**本文:**

····················

自己免疫疾患に罹患すると薄毛が進行することがあり、注意が必要です。免疫は、身体にとって有害な物質を攻撃して排除し、病気が悪化するのを防ぐ働きで、健康を維持するために重要な機能です。ウイルス等の病原体を排除するための免疫システムが、誤って自分の体の組織を攻撃することで様々な自己免疫疾患が発症します。免疫系が誤って自分の皮膚や毛髪を攻撃すると、脱毛が起こります。
円形脱毛症は類円形の脱毛斑を生じる脱毛症で、毛包組織に対する自己免疫疾患と考えられています。免疫は体に入ってきた有害な物質を認識し、攻撃し排除しますが、免疫機能になんらかの異常が起きると、無害な自分自身の細胞や組織を異物だと勘違いして攻撃してしまいます。これにより、毛根を異物だと見なして攻撃し、毛根の細胞がダメージを受け、毛髪が抜けてしまいます。脱毛斑は単発の場合も複数の場合もあります。脱毛が頭部の毛髪のみに生じることも、全身の毛に及ぶことも有ります。

····················

**データ抜粋:**

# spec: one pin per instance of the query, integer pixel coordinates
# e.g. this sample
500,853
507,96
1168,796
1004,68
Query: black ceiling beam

····················

**作るもの:**
本文では、円形脱毛症はどんな形の脱毛斑ができる脱毛症とされていますか。

**回答文:**
類円形の脱毛斑ができる脱毛症とされています。